> What to produce
In the forum thread on ext4 directories, what structure does ext4 use for its directories now that dir_index is enabled by default?

> Quoted passage
| HN Mirror

Y	Hacker News new \| ask \| show \| jobs

by pjdesno 1252 days ago

Nowadays ext4 has dir_index enabled by default, so it uses hashed B-trees for its directories.

Ric Wheeler posted this nearly a decade and a half ago: "Strangely enough, I have been testing ext4 and stopped filling it at a bit over 1 billion 20KB files on Monday (with 60TB of storage)." and goes on to describe some performance numbers - which would be a lot better on modern hardware. https://listman.redhat.com/archives/ext3-users/2009-Septembe... There's a talk about it, as well: https://lwn.net/Articles/400629/

Unfortunately it seems like a lot of applications (unfortunately including ls) default to rather inefficient ways of enumerating files in a directory.

5 comments

aftbit 1252 days ago

Thanks for sharing those articles. I found some of the specifics of price and size amusing in retrospect.

> With regard to solid-state storage, Ric noted only that 1Tb still costs a good $1000. So rotating media is likely to be with us for a while.

Here in 2023, 1 TB fast flash costs ~$50-100.

> What if you wanted to put together a 100Tb array on your own? They did it at Red Hat; the system involved four expansion shelves holding 64 2Tb drives. It cost over $30,000, and was, Ric said, a generally bad idea. Anybody wanting a big storage array will be well advised to just go out and buy one.

Nowadays, you can get 16 TB spinning rust disks for ~$15/TB, so a 96 TB array (without redundancy) would take 6 disks and cost $1500. If you wanted to use mirrors for speed and simple redundancy, you could build a full NAS that fits in 2U with a flash cache in front of 12 x 16 TB disks for well under $5000.

link

cduzz 1252 days ago

Yeah, directories with a gazillion files tend to work okay if you already know the name of the file you're working with. ls has a -f flag which turns of sorting and turns off looking at the inode of the underlying files (is it a directory or a socket? ls needs to know to set the right color).

> Material shown
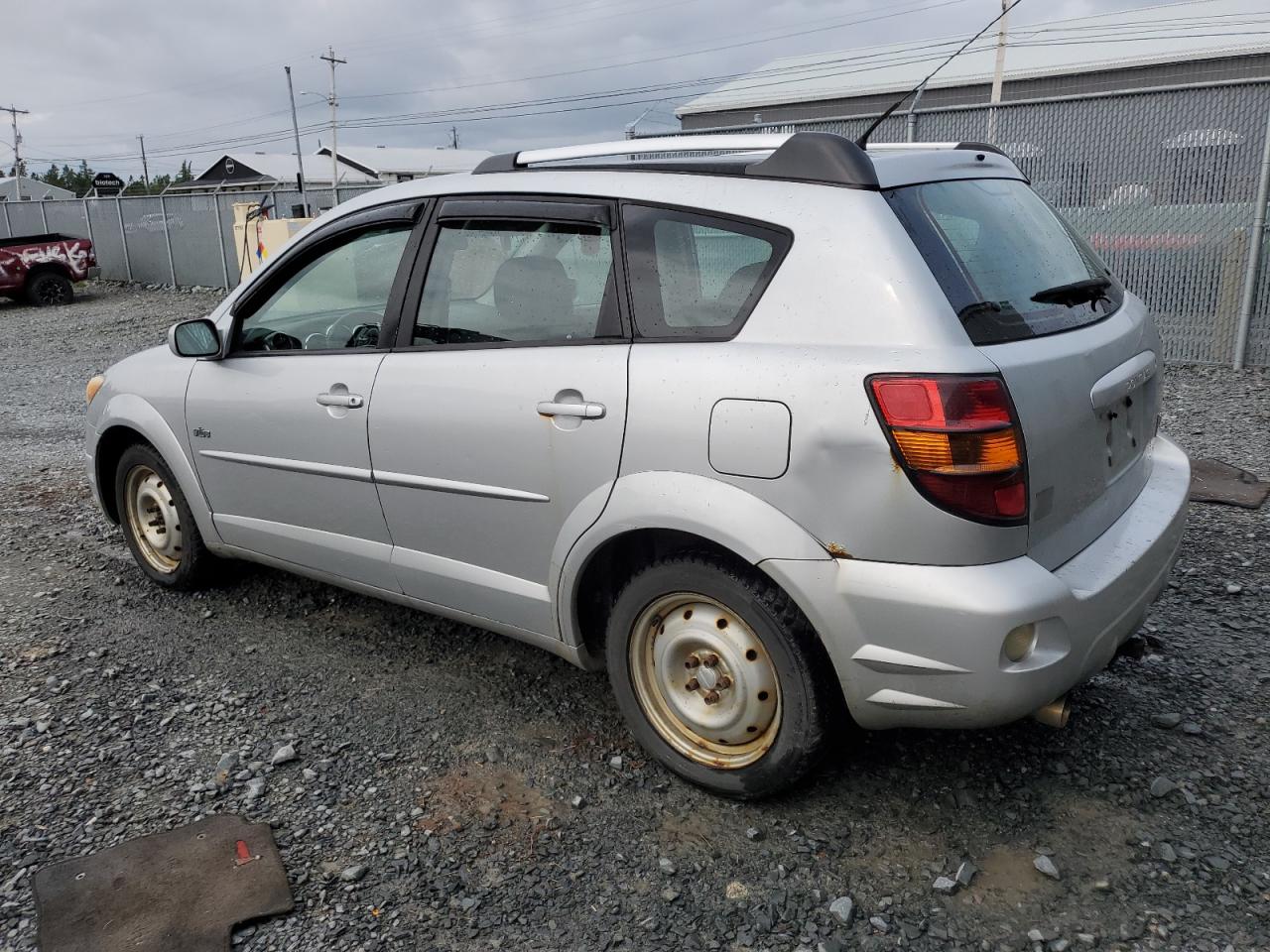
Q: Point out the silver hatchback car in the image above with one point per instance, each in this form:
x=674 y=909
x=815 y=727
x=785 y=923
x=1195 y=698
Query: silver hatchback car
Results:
x=790 y=428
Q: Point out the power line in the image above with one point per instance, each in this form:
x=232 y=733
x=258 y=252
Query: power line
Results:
x=795 y=72
x=14 y=112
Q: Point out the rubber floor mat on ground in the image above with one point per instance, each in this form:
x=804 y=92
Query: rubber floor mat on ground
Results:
x=180 y=890
x=1214 y=481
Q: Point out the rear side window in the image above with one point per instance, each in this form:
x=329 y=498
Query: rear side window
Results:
x=697 y=276
x=1008 y=264
x=518 y=281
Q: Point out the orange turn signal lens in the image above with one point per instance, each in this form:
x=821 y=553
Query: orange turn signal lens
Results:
x=959 y=440
x=93 y=386
x=969 y=453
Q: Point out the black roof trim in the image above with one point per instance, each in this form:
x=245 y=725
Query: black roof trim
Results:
x=821 y=158
x=818 y=157
x=504 y=162
x=979 y=148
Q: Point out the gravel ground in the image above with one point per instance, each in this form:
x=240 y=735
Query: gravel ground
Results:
x=452 y=789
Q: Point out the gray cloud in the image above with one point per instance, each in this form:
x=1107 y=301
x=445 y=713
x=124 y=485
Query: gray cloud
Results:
x=190 y=77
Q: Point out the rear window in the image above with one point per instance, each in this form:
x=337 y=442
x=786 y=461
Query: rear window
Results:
x=1010 y=266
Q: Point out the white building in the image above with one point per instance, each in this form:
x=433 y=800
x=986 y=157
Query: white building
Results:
x=32 y=189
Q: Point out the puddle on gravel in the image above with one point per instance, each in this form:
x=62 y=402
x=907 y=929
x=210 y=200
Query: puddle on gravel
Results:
x=483 y=793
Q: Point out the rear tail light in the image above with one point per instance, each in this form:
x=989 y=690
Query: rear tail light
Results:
x=959 y=442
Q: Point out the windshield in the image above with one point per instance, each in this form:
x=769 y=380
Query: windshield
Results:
x=1010 y=266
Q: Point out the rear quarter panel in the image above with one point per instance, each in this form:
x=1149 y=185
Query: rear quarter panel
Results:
x=851 y=298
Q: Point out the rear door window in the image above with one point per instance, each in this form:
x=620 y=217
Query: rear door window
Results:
x=1008 y=264
x=697 y=276
x=518 y=281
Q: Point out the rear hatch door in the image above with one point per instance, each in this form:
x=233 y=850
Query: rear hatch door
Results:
x=1079 y=354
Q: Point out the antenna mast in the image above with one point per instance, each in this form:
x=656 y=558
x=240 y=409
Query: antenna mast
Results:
x=864 y=139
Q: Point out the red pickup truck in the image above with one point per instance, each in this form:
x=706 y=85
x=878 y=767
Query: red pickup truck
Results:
x=42 y=267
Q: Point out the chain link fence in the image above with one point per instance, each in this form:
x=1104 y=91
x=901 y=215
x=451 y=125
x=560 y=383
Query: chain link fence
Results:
x=183 y=239
x=1161 y=181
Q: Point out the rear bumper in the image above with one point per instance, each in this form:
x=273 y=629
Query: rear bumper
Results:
x=922 y=645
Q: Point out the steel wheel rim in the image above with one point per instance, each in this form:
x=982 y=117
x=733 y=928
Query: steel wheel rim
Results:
x=53 y=293
x=705 y=680
x=153 y=520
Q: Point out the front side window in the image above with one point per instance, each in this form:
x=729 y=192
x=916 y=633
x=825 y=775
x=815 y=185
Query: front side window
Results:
x=333 y=302
x=518 y=281
x=695 y=276
x=1008 y=264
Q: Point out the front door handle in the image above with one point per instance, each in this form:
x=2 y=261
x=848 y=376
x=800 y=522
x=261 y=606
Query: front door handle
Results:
x=587 y=411
x=349 y=400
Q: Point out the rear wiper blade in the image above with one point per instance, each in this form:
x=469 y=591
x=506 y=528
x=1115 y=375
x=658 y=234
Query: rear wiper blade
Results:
x=978 y=308
x=1076 y=293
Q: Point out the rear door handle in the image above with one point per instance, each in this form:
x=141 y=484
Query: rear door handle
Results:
x=585 y=411
x=349 y=400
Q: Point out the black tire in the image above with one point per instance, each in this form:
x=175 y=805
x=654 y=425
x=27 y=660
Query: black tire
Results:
x=50 y=290
x=194 y=565
x=808 y=690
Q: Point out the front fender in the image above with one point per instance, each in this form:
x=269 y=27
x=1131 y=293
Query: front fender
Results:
x=719 y=512
x=137 y=414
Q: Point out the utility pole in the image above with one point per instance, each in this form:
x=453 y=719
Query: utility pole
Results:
x=14 y=112
x=334 y=140
x=145 y=168
x=1000 y=71
x=295 y=128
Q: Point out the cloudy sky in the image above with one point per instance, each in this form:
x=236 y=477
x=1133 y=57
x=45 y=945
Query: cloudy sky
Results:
x=202 y=79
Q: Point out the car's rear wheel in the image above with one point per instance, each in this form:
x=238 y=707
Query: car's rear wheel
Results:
x=48 y=290
x=719 y=674
x=158 y=526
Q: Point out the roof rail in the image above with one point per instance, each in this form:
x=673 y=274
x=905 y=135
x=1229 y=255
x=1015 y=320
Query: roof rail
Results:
x=801 y=157
x=658 y=145
x=933 y=146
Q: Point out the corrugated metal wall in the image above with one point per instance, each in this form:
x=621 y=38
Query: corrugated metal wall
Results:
x=1161 y=181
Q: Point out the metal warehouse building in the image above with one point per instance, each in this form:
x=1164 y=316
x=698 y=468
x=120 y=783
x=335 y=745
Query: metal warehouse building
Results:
x=1146 y=127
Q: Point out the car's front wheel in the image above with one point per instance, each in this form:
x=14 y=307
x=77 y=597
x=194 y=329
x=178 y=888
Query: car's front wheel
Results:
x=719 y=675
x=157 y=522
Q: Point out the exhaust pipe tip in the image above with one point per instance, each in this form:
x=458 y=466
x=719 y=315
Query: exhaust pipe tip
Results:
x=1055 y=714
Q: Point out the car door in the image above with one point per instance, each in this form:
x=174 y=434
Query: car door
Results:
x=500 y=416
x=278 y=424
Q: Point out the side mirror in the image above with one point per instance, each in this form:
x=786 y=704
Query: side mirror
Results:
x=195 y=338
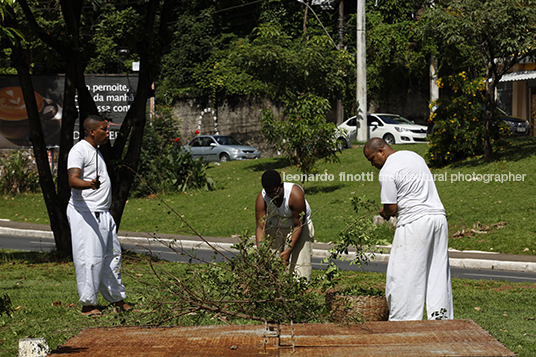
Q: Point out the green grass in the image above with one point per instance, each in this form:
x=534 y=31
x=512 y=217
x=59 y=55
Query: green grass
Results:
x=230 y=208
x=44 y=302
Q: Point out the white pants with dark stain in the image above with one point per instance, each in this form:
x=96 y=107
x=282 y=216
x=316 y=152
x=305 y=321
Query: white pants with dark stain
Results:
x=300 y=258
x=96 y=256
x=419 y=271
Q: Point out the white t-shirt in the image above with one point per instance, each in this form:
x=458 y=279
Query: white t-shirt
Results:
x=407 y=181
x=83 y=156
x=282 y=216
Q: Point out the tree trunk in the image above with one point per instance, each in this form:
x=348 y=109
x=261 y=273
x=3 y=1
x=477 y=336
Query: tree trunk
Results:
x=56 y=211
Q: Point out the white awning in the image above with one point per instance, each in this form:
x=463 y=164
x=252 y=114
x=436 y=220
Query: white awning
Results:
x=518 y=76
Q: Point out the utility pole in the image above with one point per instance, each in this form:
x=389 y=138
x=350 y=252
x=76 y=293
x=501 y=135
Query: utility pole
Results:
x=340 y=46
x=361 y=69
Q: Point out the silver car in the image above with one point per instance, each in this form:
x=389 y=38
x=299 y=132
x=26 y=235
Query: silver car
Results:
x=220 y=148
x=392 y=128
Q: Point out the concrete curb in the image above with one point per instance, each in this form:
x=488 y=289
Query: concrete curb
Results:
x=488 y=261
x=468 y=263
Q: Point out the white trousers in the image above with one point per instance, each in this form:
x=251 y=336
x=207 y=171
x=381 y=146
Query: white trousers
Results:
x=419 y=271
x=96 y=256
x=300 y=258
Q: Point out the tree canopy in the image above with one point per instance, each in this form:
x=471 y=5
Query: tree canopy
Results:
x=495 y=34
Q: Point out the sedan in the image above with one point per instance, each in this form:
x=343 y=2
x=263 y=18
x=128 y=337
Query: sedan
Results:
x=518 y=126
x=392 y=128
x=220 y=148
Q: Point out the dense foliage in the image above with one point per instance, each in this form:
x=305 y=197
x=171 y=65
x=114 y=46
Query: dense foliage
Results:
x=496 y=35
x=164 y=165
x=458 y=122
x=17 y=175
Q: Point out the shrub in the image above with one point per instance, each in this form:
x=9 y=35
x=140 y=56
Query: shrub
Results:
x=459 y=122
x=17 y=175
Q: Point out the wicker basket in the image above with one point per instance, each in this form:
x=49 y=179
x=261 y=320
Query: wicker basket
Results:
x=351 y=307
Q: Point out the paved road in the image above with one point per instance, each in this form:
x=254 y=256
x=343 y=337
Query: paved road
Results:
x=466 y=265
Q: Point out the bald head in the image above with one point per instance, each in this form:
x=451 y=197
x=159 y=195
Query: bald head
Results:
x=92 y=122
x=377 y=151
x=374 y=144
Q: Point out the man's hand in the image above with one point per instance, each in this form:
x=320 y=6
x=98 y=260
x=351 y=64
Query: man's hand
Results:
x=286 y=255
x=95 y=183
x=388 y=210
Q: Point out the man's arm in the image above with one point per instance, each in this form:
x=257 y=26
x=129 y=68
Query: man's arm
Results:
x=298 y=207
x=76 y=182
x=260 y=218
x=388 y=210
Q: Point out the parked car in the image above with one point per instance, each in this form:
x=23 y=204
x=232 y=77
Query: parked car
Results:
x=220 y=148
x=392 y=128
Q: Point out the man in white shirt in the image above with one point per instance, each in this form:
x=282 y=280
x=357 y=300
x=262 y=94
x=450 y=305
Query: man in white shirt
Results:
x=418 y=269
x=96 y=248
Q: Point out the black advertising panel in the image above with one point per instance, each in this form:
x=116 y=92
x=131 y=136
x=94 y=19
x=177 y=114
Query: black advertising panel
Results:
x=113 y=95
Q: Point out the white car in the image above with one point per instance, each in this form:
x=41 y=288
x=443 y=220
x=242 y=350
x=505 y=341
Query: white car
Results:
x=220 y=148
x=390 y=127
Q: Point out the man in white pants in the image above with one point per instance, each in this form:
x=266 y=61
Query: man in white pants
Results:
x=96 y=249
x=283 y=214
x=418 y=269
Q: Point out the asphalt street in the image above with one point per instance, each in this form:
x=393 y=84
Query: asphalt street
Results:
x=466 y=264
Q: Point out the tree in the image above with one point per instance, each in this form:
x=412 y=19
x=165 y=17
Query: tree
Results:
x=70 y=27
x=499 y=34
x=303 y=75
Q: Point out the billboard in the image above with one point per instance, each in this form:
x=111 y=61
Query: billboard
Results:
x=113 y=95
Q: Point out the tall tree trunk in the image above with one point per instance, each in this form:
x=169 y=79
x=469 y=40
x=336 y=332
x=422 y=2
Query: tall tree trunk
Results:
x=56 y=211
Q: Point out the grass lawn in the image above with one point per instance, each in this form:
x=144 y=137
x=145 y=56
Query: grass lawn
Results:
x=43 y=302
x=500 y=211
x=43 y=294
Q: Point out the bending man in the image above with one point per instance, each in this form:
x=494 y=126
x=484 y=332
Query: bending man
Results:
x=418 y=269
x=284 y=216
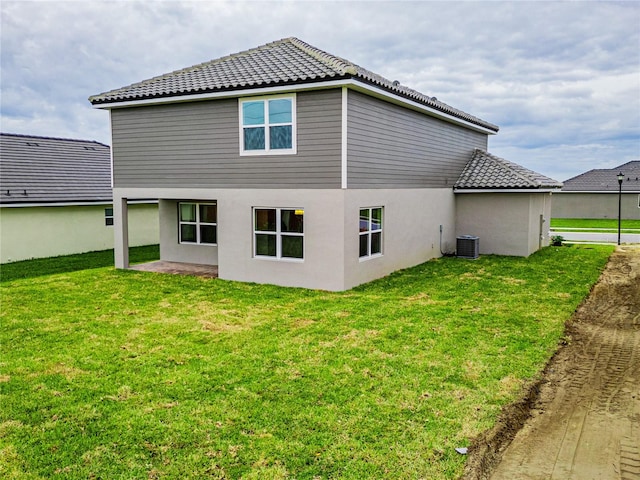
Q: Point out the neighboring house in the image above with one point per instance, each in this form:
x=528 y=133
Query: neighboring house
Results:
x=55 y=199
x=285 y=164
x=594 y=194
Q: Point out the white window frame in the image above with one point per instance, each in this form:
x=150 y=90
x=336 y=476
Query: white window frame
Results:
x=369 y=233
x=197 y=223
x=268 y=150
x=278 y=234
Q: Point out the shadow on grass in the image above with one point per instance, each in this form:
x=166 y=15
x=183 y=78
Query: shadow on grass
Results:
x=72 y=263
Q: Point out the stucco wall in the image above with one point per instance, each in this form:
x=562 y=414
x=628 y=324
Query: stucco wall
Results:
x=595 y=205
x=505 y=223
x=38 y=232
x=411 y=224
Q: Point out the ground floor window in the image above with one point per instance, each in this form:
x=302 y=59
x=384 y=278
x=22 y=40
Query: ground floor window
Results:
x=370 y=231
x=278 y=232
x=198 y=223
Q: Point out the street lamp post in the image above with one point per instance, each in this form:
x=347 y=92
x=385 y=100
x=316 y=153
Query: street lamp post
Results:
x=620 y=179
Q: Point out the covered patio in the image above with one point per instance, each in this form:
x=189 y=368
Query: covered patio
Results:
x=162 y=266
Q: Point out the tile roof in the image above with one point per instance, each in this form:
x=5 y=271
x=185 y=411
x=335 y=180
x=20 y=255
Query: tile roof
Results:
x=606 y=179
x=289 y=61
x=488 y=172
x=53 y=170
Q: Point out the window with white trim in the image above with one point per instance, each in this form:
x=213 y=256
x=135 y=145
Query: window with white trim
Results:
x=108 y=216
x=370 y=232
x=268 y=125
x=198 y=223
x=278 y=233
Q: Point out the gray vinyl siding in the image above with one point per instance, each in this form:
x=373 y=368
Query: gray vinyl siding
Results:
x=394 y=147
x=196 y=145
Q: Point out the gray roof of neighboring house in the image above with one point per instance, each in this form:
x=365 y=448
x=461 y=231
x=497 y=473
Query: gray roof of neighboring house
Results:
x=289 y=61
x=606 y=179
x=53 y=170
x=487 y=172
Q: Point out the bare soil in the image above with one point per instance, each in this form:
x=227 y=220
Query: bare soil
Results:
x=581 y=420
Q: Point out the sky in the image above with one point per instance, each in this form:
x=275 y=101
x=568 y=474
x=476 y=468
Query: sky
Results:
x=560 y=79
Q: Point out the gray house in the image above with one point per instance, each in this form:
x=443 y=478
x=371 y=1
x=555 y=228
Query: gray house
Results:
x=285 y=164
x=55 y=199
x=594 y=194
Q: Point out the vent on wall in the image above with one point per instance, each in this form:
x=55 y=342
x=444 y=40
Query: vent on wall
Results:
x=467 y=246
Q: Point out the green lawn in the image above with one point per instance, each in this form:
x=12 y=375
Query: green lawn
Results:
x=122 y=374
x=73 y=263
x=595 y=225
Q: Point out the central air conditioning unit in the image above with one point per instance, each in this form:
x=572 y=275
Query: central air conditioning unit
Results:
x=467 y=246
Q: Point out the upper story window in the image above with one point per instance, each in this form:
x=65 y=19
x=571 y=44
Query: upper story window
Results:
x=108 y=216
x=370 y=232
x=198 y=223
x=279 y=233
x=268 y=125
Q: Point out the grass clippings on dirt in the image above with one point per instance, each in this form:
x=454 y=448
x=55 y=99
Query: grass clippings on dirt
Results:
x=122 y=374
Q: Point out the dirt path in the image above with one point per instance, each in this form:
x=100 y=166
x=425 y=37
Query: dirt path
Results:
x=582 y=420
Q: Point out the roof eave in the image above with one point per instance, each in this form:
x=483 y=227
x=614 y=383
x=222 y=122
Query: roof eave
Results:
x=349 y=81
x=507 y=190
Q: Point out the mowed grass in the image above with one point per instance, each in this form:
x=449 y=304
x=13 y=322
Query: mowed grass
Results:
x=131 y=375
x=595 y=224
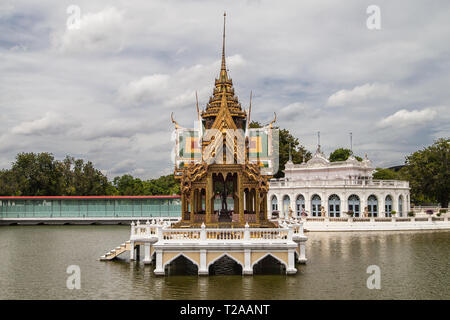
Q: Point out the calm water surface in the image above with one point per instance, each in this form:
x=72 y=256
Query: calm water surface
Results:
x=34 y=259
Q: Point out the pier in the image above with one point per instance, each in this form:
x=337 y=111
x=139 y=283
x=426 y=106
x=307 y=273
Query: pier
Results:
x=204 y=246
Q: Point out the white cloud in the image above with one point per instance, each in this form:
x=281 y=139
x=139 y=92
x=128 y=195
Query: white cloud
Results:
x=292 y=110
x=165 y=51
x=358 y=94
x=151 y=88
x=404 y=118
x=51 y=123
x=101 y=31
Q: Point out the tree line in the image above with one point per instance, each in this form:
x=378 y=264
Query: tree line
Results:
x=40 y=174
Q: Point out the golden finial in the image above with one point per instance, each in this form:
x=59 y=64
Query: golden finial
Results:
x=176 y=123
x=223 y=69
x=274 y=119
x=249 y=111
x=198 y=111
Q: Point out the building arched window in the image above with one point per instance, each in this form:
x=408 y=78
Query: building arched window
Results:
x=274 y=203
x=286 y=205
x=334 y=206
x=372 y=206
x=315 y=205
x=354 y=204
x=300 y=204
x=388 y=206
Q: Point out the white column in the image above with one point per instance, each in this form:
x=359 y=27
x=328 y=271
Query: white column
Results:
x=302 y=257
x=147 y=256
x=344 y=204
x=291 y=262
x=362 y=203
x=279 y=204
x=159 y=271
x=395 y=203
x=307 y=203
x=203 y=270
x=132 y=250
x=247 y=262
x=382 y=204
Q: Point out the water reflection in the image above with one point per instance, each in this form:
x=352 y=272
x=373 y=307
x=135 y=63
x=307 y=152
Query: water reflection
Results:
x=34 y=259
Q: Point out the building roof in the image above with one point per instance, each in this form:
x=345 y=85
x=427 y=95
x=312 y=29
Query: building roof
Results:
x=86 y=197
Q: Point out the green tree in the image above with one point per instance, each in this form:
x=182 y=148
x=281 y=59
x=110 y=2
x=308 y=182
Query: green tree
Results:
x=8 y=184
x=385 y=174
x=286 y=139
x=126 y=185
x=429 y=174
x=342 y=154
x=164 y=185
x=36 y=174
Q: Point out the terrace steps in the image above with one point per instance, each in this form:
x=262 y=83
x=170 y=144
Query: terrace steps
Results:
x=114 y=253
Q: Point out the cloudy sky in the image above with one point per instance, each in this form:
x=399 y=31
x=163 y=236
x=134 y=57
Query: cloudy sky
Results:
x=104 y=91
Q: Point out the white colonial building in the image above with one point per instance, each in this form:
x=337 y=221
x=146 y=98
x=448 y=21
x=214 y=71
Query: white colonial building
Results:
x=323 y=188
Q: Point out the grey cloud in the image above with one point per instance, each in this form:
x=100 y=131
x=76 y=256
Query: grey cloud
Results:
x=99 y=80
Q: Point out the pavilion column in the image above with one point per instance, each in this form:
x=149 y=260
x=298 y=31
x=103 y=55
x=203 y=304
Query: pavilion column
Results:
x=257 y=205
x=241 y=199
x=192 y=202
x=183 y=207
x=208 y=200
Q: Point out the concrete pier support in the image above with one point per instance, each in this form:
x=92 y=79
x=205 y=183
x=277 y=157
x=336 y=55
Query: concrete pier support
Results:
x=302 y=256
x=248 y=270
x=291 y=262
x=132 y=256
x=203 y=270
x=159 y=271
x=147 y=256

> Worked answer
Hashed B-trees.